**WHAT NEEDS TO BE DONE**
Only the lines with the string "hindwing" are needed; return each of them from the entries below.
-=-=-
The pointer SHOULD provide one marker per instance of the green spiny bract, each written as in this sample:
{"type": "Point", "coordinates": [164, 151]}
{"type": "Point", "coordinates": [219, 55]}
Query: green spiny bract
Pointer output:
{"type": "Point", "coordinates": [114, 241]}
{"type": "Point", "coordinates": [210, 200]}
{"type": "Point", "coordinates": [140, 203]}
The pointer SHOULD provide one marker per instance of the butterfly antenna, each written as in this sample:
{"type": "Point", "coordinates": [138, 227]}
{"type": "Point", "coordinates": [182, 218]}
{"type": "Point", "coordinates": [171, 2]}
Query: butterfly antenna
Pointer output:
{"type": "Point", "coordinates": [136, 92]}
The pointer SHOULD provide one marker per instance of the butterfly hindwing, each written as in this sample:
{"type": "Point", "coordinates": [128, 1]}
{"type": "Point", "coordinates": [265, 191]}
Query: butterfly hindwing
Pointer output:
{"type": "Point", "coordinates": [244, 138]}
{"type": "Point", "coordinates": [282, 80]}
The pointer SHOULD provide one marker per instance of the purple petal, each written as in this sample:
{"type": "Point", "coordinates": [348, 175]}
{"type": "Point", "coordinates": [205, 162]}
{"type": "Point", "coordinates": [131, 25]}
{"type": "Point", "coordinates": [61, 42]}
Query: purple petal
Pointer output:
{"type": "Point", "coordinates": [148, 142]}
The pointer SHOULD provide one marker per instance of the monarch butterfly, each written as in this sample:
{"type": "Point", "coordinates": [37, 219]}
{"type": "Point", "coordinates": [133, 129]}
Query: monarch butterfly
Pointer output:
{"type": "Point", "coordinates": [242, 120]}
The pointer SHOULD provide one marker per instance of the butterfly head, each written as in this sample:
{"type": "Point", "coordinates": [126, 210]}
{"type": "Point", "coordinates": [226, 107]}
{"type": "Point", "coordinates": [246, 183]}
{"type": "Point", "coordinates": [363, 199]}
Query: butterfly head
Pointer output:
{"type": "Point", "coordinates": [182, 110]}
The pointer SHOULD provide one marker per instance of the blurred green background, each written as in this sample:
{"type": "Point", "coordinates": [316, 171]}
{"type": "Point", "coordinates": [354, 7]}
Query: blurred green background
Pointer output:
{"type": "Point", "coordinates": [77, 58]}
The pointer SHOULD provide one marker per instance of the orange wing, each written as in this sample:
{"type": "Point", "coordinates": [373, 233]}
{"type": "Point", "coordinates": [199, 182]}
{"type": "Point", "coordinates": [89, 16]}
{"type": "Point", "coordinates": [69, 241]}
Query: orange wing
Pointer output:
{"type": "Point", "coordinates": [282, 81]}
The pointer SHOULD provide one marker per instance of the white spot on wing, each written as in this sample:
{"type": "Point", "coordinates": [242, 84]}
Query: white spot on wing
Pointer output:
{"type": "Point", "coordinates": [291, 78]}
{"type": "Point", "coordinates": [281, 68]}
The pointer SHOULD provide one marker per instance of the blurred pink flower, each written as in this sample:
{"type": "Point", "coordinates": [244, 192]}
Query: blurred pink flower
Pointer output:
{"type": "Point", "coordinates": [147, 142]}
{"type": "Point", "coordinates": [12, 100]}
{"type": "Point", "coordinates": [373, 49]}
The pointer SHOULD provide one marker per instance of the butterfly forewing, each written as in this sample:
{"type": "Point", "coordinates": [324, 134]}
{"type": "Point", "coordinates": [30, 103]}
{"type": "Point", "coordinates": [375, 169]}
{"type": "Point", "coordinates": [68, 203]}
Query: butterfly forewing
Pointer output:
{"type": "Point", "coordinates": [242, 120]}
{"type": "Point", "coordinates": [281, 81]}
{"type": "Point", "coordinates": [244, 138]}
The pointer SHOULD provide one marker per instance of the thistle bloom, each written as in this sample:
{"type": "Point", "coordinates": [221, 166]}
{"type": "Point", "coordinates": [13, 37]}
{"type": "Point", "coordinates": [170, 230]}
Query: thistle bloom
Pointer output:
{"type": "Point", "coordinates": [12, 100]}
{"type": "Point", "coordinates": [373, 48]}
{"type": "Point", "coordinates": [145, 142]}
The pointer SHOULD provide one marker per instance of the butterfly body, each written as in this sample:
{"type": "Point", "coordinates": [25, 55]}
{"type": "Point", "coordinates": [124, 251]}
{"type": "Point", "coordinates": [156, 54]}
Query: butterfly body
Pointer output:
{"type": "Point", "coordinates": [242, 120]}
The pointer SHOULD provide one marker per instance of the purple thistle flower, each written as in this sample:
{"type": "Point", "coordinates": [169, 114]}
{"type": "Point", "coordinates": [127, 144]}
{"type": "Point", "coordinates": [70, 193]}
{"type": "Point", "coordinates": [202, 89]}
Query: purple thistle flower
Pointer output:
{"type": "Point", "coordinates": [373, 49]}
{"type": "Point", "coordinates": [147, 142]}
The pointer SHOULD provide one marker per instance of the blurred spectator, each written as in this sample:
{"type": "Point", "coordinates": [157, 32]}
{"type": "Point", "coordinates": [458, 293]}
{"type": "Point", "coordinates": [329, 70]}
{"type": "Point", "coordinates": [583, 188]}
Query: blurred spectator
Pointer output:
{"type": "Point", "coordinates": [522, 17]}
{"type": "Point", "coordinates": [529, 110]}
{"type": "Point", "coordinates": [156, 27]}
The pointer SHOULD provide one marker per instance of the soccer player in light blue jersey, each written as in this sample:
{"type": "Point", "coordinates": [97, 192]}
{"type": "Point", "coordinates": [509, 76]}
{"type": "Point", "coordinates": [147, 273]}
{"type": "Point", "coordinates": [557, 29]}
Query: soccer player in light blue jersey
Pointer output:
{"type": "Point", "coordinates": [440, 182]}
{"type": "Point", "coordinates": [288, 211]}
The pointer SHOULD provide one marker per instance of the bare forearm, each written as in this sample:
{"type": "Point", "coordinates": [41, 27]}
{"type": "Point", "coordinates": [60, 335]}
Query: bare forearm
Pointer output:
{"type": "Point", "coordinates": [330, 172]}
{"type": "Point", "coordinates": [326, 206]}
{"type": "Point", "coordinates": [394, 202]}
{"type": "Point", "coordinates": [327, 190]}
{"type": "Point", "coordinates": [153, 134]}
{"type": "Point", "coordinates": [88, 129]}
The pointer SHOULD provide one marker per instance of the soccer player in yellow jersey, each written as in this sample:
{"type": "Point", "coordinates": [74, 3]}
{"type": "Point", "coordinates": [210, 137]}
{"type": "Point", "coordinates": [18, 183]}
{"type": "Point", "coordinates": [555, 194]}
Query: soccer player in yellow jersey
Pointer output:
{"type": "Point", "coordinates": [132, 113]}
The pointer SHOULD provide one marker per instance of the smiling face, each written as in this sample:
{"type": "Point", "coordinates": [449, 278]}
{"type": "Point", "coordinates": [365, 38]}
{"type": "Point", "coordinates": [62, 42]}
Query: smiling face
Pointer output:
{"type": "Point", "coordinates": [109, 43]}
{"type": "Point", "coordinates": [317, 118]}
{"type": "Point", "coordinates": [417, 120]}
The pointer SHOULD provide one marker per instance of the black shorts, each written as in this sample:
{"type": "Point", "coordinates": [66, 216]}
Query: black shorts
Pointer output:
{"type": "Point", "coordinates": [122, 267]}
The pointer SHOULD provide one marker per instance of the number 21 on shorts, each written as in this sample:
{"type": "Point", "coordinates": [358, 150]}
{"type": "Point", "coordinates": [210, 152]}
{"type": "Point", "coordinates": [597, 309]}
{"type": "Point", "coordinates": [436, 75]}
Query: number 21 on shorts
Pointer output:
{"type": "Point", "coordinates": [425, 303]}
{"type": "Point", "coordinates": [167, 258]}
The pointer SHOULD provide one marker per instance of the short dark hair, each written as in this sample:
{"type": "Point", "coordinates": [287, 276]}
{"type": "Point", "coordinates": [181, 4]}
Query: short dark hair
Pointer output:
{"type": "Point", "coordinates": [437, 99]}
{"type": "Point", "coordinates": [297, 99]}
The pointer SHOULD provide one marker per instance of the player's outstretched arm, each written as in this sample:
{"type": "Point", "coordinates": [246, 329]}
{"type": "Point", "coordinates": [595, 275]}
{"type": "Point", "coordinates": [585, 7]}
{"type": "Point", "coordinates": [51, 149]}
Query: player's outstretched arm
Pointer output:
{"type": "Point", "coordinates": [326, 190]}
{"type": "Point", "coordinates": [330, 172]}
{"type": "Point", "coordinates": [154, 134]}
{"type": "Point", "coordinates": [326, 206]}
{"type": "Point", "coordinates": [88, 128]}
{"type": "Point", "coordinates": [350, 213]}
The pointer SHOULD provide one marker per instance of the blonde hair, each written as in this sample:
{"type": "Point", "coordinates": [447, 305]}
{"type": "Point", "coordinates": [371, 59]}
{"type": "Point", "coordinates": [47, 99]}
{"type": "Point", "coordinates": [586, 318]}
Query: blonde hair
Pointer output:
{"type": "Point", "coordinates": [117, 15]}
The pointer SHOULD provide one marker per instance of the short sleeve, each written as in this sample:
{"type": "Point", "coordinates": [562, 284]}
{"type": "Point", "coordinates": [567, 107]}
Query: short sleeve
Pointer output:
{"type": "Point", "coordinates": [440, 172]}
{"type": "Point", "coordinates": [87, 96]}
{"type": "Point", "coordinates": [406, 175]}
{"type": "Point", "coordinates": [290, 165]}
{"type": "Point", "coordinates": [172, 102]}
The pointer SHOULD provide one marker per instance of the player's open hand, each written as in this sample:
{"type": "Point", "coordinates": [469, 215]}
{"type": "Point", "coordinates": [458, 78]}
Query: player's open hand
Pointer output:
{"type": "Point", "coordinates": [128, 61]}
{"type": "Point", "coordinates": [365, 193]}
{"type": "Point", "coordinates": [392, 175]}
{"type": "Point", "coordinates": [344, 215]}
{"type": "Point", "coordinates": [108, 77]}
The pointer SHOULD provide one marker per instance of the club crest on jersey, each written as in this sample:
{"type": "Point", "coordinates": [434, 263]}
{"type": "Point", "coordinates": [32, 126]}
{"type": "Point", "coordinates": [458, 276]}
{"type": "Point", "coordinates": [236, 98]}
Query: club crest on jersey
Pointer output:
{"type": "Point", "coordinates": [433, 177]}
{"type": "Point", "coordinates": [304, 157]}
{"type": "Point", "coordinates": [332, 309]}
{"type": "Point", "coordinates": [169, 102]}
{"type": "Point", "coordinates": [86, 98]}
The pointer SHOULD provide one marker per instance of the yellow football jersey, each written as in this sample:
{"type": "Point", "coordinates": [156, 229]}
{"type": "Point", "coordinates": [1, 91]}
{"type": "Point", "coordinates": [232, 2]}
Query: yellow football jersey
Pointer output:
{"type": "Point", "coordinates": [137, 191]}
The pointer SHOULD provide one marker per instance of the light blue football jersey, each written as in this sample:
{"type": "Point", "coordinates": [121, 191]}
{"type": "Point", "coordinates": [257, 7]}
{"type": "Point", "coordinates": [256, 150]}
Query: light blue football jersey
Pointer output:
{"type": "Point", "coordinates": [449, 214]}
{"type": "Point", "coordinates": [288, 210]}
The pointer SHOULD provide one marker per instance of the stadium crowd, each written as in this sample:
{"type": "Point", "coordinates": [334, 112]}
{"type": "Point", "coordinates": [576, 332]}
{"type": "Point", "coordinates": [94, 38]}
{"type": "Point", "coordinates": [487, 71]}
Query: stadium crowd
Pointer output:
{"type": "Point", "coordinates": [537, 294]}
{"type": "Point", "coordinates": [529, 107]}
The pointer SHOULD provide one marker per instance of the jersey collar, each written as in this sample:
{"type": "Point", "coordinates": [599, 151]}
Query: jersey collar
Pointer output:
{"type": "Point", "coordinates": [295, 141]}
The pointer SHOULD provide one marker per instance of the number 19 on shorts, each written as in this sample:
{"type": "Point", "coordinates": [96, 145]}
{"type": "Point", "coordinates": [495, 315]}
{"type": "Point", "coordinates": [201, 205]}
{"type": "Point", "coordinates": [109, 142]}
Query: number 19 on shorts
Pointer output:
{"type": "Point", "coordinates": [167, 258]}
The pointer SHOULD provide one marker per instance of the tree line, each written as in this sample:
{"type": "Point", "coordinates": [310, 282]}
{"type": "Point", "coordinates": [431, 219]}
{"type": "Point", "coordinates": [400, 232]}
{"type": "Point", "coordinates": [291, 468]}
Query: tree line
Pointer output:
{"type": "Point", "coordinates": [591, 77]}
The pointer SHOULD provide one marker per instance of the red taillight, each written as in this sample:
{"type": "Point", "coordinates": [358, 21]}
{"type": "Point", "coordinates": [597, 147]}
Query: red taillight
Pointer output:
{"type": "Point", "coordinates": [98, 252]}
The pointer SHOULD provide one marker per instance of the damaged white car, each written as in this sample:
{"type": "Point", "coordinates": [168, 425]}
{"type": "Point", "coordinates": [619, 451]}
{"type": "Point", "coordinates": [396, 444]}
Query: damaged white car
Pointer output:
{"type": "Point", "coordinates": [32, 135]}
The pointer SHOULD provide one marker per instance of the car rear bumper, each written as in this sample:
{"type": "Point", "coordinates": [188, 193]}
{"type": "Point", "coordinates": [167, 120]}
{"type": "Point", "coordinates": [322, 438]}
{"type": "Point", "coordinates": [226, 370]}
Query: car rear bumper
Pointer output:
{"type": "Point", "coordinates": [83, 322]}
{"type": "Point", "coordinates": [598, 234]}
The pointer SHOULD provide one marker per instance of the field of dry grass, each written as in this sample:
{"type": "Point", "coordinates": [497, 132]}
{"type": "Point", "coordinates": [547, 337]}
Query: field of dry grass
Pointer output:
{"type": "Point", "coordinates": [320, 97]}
-=-=-
**RESULT OF THIS TASK**
The pointer SHOULD provide one marker per instance of the butterfly hindwing, each written as in this sample:
Query: butterfly hindwing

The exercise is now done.